┌────────

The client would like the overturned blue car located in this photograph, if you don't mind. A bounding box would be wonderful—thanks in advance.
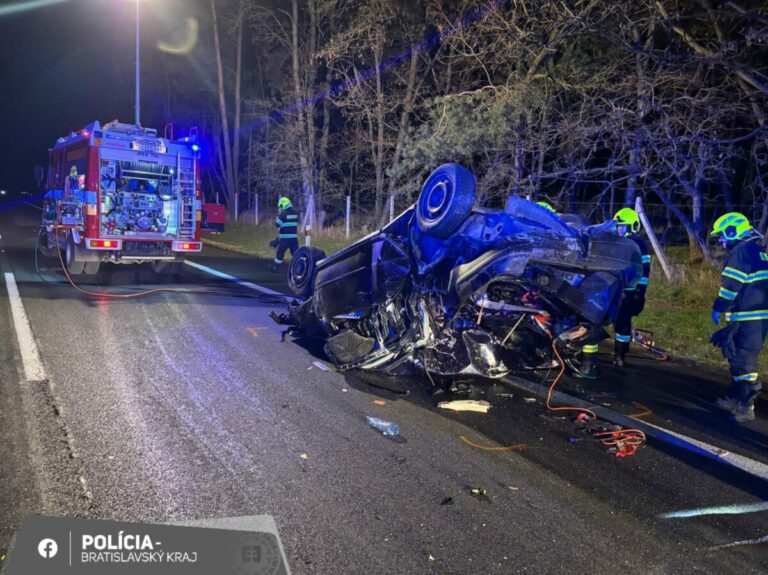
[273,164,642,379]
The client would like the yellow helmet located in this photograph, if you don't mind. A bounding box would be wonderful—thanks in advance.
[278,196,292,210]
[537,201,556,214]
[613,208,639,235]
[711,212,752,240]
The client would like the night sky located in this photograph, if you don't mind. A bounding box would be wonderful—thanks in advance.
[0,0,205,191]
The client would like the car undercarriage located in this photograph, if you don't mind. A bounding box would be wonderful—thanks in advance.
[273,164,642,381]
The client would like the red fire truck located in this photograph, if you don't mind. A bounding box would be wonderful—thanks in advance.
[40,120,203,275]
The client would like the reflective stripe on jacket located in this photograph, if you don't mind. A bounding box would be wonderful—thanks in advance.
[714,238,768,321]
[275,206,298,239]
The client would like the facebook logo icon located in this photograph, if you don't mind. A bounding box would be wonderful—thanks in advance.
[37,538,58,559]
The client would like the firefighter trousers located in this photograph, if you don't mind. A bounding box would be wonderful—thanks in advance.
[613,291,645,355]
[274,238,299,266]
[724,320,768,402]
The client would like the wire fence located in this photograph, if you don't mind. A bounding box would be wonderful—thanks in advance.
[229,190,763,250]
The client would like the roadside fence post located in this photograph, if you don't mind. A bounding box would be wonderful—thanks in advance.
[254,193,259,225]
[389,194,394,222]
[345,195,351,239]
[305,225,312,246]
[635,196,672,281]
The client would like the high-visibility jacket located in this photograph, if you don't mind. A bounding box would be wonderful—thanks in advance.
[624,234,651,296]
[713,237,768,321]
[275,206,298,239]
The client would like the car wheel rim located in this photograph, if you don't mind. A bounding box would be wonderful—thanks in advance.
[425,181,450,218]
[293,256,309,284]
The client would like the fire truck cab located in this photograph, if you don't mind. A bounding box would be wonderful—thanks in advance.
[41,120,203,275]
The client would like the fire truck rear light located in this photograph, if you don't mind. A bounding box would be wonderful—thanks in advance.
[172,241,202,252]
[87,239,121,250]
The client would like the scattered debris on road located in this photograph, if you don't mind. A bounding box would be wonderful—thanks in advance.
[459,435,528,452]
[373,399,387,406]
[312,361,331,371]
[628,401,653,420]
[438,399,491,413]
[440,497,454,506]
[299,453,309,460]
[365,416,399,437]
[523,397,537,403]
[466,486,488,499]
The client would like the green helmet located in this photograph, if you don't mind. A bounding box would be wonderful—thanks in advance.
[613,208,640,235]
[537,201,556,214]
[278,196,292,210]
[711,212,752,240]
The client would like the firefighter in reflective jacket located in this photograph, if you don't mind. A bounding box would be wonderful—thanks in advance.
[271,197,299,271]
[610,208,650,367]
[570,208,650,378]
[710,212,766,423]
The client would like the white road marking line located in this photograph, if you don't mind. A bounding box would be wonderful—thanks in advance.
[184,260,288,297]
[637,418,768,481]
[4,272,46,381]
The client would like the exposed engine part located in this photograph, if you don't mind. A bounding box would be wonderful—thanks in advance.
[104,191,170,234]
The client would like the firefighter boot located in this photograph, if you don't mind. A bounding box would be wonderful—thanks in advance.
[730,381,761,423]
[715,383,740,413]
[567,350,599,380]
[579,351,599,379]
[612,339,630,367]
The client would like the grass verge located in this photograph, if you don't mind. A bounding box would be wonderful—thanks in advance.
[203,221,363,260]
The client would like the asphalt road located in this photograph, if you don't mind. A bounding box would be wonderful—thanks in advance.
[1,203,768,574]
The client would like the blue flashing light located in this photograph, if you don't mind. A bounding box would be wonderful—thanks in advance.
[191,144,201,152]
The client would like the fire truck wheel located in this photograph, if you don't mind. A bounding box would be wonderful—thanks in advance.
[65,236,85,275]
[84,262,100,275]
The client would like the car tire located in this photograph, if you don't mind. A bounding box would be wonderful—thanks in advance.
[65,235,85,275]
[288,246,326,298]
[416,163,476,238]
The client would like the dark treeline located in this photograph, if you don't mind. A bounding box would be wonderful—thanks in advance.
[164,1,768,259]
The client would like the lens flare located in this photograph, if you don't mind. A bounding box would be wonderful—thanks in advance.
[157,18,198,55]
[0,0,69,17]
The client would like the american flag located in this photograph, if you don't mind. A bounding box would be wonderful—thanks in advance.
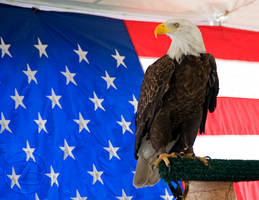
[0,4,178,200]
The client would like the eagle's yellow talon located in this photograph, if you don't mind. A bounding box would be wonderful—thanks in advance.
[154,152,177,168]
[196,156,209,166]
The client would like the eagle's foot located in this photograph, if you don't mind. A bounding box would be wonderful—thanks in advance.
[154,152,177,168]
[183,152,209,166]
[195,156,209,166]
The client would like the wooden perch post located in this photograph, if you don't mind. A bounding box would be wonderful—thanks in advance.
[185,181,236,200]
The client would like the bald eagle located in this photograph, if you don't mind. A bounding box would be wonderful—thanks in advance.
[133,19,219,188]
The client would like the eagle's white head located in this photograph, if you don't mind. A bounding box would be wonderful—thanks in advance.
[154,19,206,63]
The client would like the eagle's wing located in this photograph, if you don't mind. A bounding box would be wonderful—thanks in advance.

└────────

__PROBLEM__: Without the pictures, restate each entry exactly.

__YOUR SOLUTION__:
The client would like the overturned blue car located in this photograph, if you don't mind. A bounding box would be wonderful—thanks in advance.
[273,164,642,379]
The client would like the yellow helmet located in this photograph, if you don't mind. A bounding box would be wonderful—thanks in advance.
[278,196,292,210]
[537,201,556,214]
[613,208,639,235]
[711,212,752,240]
The client would like the night sky located in this photograph, if you don't mind. A bounding box would be wonderful—thanks in advance.
[0,0,205,191]
The client would like the car undercarriage located in this photograph, if you don't mind. A bounding box would be wonderful—thanks in advance.
[273,164,642,381]
The client would like the red fire truck located in this photograph, if you don't mind. A bounding box would be wonderful—thanks in advance.
[40,120,203,275]
The client would like the reflective stripe on jacket located in this photograph, if you don't mind. A bounding box would be wonderful—thanks in advance.
[714,238,768,321]
[275,206,298,239]
The client would like the facebook logo icon located in this photograph, if you don't mind. A bounding box would be wonderful—thanks in advance.
[37,538,58,559]
The client would like the firefighter trousers located in this photograph, if you don't mind. A bounding box would be wonderful—thanks in advance.
[613,291,645,355]
[274,238,299,266]
[724,320,768,402]
The client would like the wire fence located in this photograph, if you don't mind. A bounding box would be wonderful—thanks in advance.
[229,190,763,250]
The client would like the roadside fence post located in this photograph, if you don't mind. A bounding box would be wonderful—thanks in advance.
[254,193,259,225]
[389,194,394,222]
[345,195,351,239]
[305,225,312,246]
[635,196,672,281]
The client would like the high-visibility jacket located in this photograph, if you don't mind. A bounding box would be wonderful—thanks in advance.
[624,234,651,296]
[713,237,768,321]
[275,206,298,239]
The client would like the car wheel rim located in this photograph, if you don't mind. A bounding box would be wonderful—thanks in advance.
[425,181,450,218]
[293,256,309,284]
The client would like the fire truck cab located in this photograph, if you don't mind. A bounding box would be wonderful—thanks in advance.
[41,120,203,275]
The client would like the fire truck rear light located in this photograph, if you don't mind. A bounding box would be wonderful—thanks in advance.
[172,241,202,252]
[87,239,121,250]
The client would like the scattered debris on road located in this photograph, if you don't mind. A bounding box would be wonderful—thanks in advance.
[459,435,528,452]
[373,399,387,406]
[312,361,331,371]
[628,401,653,420]
[438,399,491,413]
[440,497,454,506]
[299,453,309,460]
[365,416,399,437]
[523,397,537,403]
[466,486,488,499]
The client would like the green helmet located in this photograph, if you don't mind. A bounding box would be wonderful—thanks in advance.
[613,208,640,235]
[537,201,556,214]
[278,196,292,210]
[711,212,752,240]
The client would like the firefighter in reflective jacket located in this photograph, if you don't mind. A bounding box would be wonderful—thanks in advance.
[271,197,299,271]
[610,208,650,367]
[570,208,650,378]
[710,212,766,423]
The client would like the white road marking line located in this photograph, if you don't mind. A bounding box would be wonderful—thanks in advance.
[184,260,288,297]
[637,418,768,481]
[4,272,46,381]
The client would like the exposed engine part located in this photograph, if you don't mind. A bounding box would be wonderful—thanks in advance.
[104,191,170,234]
The client would like the firefighter boot located in this photograph, if you don't mind. A bounding box would be wonderful—thanks in advance.
[730,381,761,423]
[715,383,740,413]
[567,350,599,380]
[579,351,599,379]
[612,339,630,367]
The client would like the grass verge located in this photograph, if you don't mind. A bounding box would be wonderful—thanks in advance.
[203,221,363,260]
The client would like the asphalt road located in this photograph, if you don't mind. A bounding box would be wonderful—thanks in advance.
[1,203,768,574]
The client would like the blue flashing light located in this photograph, if you don't mind. A bounding box would be wonderful—thanks in advance.
[191,144,201,152]
The client would like the fire truck wheel located in this photograph, if you don't mind. A bounding box would be wonderful—thanks in advance.
[65,236,85,275]
[84,262,100,275]
The client would like the car tire located in this photograph, if you don't mind. A bounding box would be wonderful—thanks in advance.
[65,235,85,275]
[288,246,326,298]
[416,163,476,238]
The client would like the dark treeline located in this photograph, if you don't mind. A bounding box would be wonderful—thanks in advance.
[164,1,768,259]
The client would like the lens flare located in this photograph, if you don't mind. A bounding box would be wonderful—thanks in advance.
[157,18,198,55]
[0,0,69,17]
The client would like the american flag located in this photograph, if you don't mind. A bounding box would be wonderful—thanks in advance.
[0,4,178,200]
The client would like the eagle's yellow talon located in this photograph, if you don't mind. A bounding box would be wonderful—thanks in advance.
[154,152,177,168]
[196,156,209,166]
The client would like the eagle's foot located in this photograph, if you don't mind. A bounding box would be wonderful—thanks in advance.
[154,152,177,168]
[183,152,209,166]
[195,156,209,166]
The client would like the wooden perch post located in this photograph, if you don't mind. A bounding box would be wonderful—thanks in advance.
[185,181,236,200]
The client would like the bald eagle located in this photograph, if you don't mind. A bounding box would be wonderful—thanks in advance.
[133,19,219,188]
The client would like the eagle's white head located in this photograph, if you don't mind. A bounding box would be wonderful—thanks in advance.
[154,19,206,63]
The client would like the eagle's wing located in this photograph, if you don't mind. A bounding box would be wonderful—thanks in advance.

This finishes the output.